• [Selected excerpt]
Published: April 2, 2022
Night of September 19, the first day unleashing its strength and power of destruction, two months later it is still there.
Night of September 19, the first day unleashing its strength and power of destruction, two months later it is still there. (Image: Saúl Santos Díaz)

Travel and nature photographer Saúl Santos Díaz realized his dream of capturing a live volcano on camera when he achieved amazing visuals filming a local eruption last year. Diaz captured the eerie yet stunning images of the Cumbre Vieja volcanic eruption on La Palma in the Canary Islands, Spain. The volcano erupted on September 19, spewing out molten lava, smoke, and ash, stopping abruptly on December 13. On Christmas Day, it was officially announced that the volcano’s eruption is over, allowing the residents of the island to exhale a sigh of relief.

The Volcano. La Palma, Canary Islands. (Image:  Saúl Santos Díaz)

The Canary Islands regional security chief Julio Perez told the news, “What I want to say today can be said with just four words: The eruption is over.”

• [Dataset extract]
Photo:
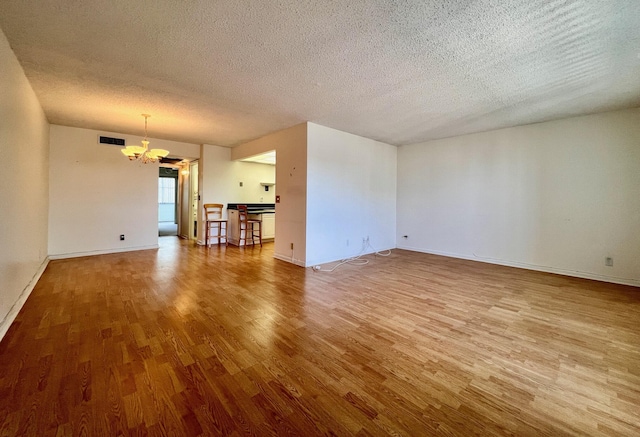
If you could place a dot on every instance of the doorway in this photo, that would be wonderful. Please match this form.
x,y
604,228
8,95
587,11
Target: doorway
x,y
194,198
167,202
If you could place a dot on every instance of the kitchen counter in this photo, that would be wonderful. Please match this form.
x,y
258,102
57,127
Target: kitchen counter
x,y
254,208
261,211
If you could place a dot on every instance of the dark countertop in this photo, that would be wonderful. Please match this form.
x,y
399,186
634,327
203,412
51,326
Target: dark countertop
x,y
255,208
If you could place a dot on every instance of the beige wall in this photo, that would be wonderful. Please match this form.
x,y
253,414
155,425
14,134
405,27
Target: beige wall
x,y
24,143
96,194
558,196
351,192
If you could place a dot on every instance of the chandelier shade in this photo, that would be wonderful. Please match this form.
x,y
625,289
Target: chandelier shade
x,y
143,153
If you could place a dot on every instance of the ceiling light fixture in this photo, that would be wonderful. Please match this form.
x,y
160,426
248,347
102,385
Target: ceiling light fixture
x,y
142,153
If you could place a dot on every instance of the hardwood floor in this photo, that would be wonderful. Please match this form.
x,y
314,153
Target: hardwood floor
x,y
224,341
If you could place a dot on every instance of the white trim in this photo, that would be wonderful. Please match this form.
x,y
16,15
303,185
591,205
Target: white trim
x,y
19,303
546,269
100,252
289,260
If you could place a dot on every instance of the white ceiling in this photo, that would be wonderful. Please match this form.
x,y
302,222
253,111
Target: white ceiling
x,y
224,72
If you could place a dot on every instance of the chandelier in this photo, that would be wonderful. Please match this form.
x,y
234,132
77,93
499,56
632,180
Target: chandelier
x,y
142,153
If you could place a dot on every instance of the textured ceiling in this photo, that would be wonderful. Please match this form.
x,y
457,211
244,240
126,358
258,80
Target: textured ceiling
x,y
224,72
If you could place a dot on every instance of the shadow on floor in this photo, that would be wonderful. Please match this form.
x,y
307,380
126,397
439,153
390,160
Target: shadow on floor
x,y
167,229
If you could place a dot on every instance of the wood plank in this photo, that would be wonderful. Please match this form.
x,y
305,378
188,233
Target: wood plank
x,y
187,340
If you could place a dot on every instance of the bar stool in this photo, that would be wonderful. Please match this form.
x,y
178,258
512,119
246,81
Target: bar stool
x,y
249,227
213,221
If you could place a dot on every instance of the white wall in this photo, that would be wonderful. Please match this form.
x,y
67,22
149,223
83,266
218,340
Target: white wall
x,y
96,194
351,194
557,196
24,143
291,185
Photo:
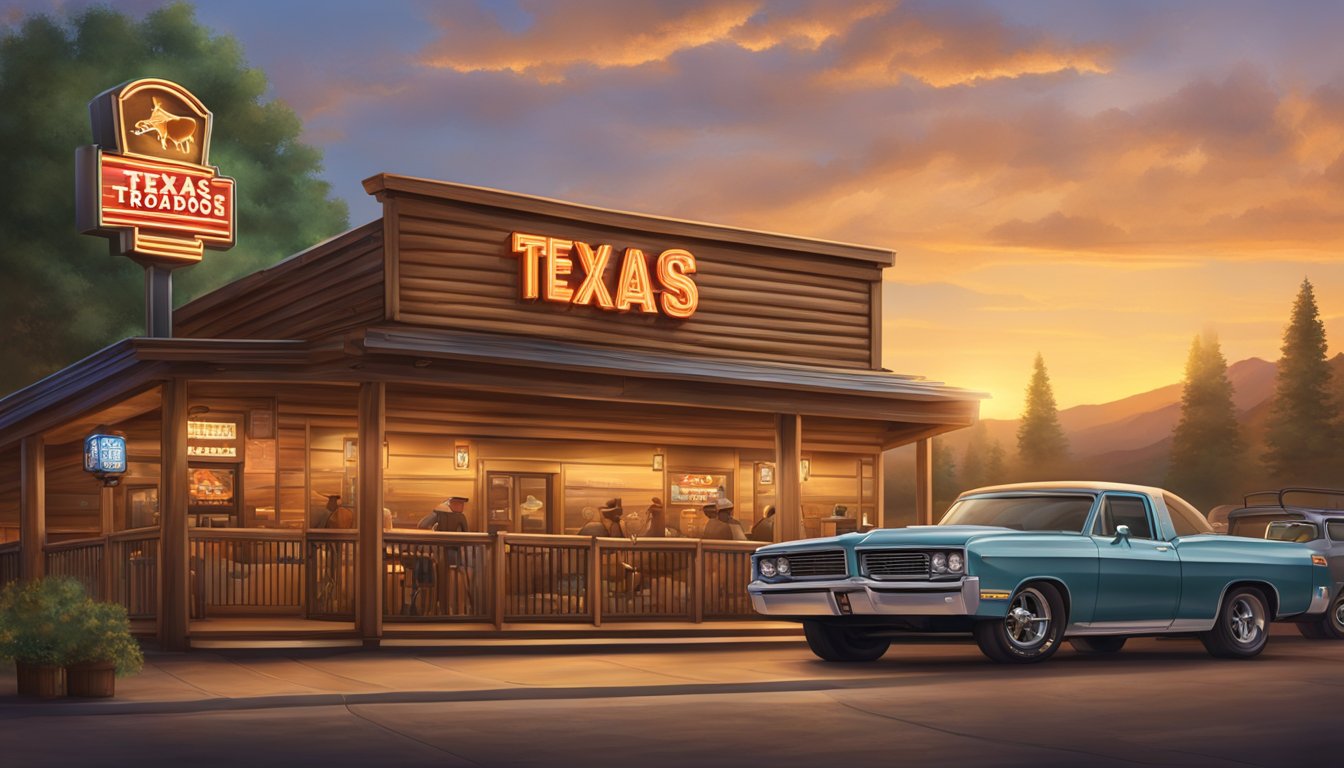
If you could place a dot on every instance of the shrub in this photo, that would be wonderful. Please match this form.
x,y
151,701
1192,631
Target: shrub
x,y
102,634
38,619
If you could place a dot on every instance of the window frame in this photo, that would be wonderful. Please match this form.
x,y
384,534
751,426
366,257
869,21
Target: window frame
x,y
1153,529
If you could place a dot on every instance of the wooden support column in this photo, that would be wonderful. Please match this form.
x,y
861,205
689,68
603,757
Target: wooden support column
x,y
788,476
106,509
924,482
32,507
879,490
372,433
175,580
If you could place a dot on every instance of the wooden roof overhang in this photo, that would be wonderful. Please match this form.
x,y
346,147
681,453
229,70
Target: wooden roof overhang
x,y
116,381
911,408
118,377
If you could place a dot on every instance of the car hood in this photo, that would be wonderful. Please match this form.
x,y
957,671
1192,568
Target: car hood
x,y
913,535
930,535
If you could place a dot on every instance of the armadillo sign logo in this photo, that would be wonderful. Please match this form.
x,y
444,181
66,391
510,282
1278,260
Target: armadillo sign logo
x,y
148,183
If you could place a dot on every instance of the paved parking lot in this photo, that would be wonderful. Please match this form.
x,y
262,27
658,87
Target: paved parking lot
x,y
1159,702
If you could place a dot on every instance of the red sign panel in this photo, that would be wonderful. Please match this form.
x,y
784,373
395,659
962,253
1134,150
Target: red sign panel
x,y
165,198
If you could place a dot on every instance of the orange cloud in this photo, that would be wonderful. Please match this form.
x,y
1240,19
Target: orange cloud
x,y
598,34
876,43
945,50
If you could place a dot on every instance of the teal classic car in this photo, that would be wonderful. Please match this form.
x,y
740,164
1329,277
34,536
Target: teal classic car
x,y
1024,568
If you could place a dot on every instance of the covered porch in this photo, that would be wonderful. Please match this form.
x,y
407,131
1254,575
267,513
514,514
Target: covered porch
x,y
379,417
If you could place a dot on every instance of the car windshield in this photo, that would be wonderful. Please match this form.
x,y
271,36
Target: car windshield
x,y
1042,513
1290,530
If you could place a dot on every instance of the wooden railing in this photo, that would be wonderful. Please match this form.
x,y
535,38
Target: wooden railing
x,y
10,562
726,570
241,570
546,577
428,576
331,589
81,560
440,577
132,564
652,579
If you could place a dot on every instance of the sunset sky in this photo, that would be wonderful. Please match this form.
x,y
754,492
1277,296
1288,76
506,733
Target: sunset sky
x,y
1098,182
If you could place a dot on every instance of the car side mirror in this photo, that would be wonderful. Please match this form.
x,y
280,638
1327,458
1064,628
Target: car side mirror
x,y
1121,534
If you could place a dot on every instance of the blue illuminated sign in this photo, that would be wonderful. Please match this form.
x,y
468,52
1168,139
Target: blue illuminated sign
x,y
105,453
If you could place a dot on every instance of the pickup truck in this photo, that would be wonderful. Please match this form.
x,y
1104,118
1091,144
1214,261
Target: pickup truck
x,y
1024,568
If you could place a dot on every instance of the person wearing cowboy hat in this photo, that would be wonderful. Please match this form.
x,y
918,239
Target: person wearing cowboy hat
x,y
612,513
446,517
722,525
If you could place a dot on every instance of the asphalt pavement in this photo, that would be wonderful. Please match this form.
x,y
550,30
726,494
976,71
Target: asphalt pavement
x,y
1157,702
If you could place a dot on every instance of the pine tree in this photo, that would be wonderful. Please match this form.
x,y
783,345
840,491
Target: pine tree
x,y
1207,447
1042,447
1303,436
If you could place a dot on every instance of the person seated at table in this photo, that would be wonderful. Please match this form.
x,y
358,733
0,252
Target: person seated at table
x,y
722,525
333,515
446,517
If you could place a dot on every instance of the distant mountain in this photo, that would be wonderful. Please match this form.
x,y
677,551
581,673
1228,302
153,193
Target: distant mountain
x,y
1128,440
1137,421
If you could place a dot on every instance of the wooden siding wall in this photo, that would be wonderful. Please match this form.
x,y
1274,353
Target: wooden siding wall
x,y
74,496
842,435
477,414
454,269
332,288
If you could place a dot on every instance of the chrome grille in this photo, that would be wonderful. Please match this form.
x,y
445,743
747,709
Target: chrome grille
x,y
895,562
803,564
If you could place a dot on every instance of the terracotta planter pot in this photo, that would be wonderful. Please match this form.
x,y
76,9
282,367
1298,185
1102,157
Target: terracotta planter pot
x,y
92,679
40,681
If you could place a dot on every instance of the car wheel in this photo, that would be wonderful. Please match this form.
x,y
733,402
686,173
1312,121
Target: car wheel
x,y
1097,644
1239,631
840,644
1031,631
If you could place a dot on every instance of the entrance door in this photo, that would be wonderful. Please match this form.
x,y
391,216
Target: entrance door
x,y
519,502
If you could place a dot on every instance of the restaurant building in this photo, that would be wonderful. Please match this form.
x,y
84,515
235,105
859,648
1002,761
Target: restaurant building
x,y
535,357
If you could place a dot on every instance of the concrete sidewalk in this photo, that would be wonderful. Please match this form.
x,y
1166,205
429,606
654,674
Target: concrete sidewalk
x,y
202,681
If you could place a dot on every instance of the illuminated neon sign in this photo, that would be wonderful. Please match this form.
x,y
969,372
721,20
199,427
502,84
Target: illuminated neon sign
x,y
547,272
148,182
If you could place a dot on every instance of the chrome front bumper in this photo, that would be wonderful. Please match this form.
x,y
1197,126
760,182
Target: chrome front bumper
x,y
860,596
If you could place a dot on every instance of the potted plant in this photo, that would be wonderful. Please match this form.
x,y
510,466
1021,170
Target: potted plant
x,y
36,631
102,650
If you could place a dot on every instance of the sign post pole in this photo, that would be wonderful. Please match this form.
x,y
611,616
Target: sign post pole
x,y
157,301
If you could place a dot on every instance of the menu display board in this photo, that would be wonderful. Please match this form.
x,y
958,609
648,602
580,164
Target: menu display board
x,y
698,488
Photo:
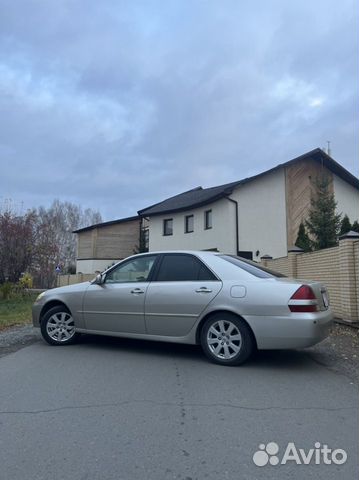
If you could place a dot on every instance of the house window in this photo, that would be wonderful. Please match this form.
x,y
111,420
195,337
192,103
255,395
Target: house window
x,y
168,226
207,219
188,224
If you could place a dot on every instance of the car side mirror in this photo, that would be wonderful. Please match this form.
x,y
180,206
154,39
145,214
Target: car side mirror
x,y
99,279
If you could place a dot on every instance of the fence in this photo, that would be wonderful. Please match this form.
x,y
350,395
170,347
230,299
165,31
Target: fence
x,y
337,268
63,280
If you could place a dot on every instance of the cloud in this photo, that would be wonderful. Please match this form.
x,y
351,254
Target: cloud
x,y
116,105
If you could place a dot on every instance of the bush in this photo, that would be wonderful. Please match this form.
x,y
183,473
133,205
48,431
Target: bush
x,y
26,281
6,290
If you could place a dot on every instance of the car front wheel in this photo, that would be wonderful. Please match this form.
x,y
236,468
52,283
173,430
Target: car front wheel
x,y
226,339
58,326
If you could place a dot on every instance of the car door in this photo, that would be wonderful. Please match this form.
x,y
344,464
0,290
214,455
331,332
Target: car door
x,y
117,305
179,292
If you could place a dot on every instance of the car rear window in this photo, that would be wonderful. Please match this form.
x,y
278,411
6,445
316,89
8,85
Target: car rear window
x,y
251,267
182,267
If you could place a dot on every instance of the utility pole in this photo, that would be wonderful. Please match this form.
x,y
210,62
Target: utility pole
x,y
328,149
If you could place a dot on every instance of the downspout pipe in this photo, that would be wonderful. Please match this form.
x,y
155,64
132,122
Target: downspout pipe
x,y
236,212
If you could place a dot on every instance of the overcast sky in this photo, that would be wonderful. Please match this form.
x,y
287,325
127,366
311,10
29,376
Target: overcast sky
x,y
116,105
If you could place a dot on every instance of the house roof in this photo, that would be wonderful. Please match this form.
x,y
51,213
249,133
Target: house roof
x,y
106,224
199,196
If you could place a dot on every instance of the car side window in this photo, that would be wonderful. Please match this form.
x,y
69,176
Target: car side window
x,y
181,268
135,270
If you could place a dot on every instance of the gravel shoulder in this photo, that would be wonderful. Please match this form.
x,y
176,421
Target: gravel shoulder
x,y
15,338
339,352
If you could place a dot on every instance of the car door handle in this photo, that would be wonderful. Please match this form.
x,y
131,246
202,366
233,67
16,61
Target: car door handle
x,y
137,291
203,290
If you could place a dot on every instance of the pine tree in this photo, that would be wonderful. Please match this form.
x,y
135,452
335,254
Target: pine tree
x,y
345,226
323,223
303,241
355,226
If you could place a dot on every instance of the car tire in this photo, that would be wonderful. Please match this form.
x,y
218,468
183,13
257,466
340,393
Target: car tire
x,y
226,339
58,326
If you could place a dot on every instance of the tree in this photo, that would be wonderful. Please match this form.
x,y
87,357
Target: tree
x,y
16,244
64,218
323,222
355,226
303,240
345,225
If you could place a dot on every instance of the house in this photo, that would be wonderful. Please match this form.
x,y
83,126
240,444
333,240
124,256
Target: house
x,y
256,216
103,244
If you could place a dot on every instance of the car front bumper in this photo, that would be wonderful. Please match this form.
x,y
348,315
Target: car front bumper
x,y
297,330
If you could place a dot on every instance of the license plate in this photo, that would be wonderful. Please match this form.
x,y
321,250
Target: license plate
x,y
325,299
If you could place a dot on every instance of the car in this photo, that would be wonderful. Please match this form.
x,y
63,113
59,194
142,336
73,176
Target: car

• [Problem requirements] Write what comes next in the article about Saúl Santos Díaz's photographs of the La Palma eruption, picking up from its last sentence. The material plays no part in this.

• [Output of the exercise]
According to CBC, the lava destroyed 3,000 properties and covered an area of 1,219 hectares (3,012 acres) in its wake. Thousands of structures were destroyed, banana plantations that account for over half of the island’s economy were engulfed, irrigation systems were wrecked, highways were shut off, and many people were forced to flee during the eruption. Despite the extensive destruction, there was no death toll or injuries resulting from the eruption.

(Image:  Saúl Santos Díaz)

“This happened throughout history many times and would happen again, we built on volcanoes, now sadly the volcano built on us,” Diaz told the Epoch Times. “Now we have to see it as an opportunity, something new, adapt and integrate with it, we cannot fight against nature, only adapt to it.”

Watch out for this stunning clip:

In September, his photographs showed the volcano erupting into life. By November, as if taunting the stunned and terrified residents, the Cumbre Vieja became ferocious, hurling lava hundreds of feet into the air. From La Palma’s highest mountain, he captured the terrible flame penetrating the cloud layer. In December, the volcano began to subside, just as experts had predicted.

(Image:  Saúl Santos Díaz)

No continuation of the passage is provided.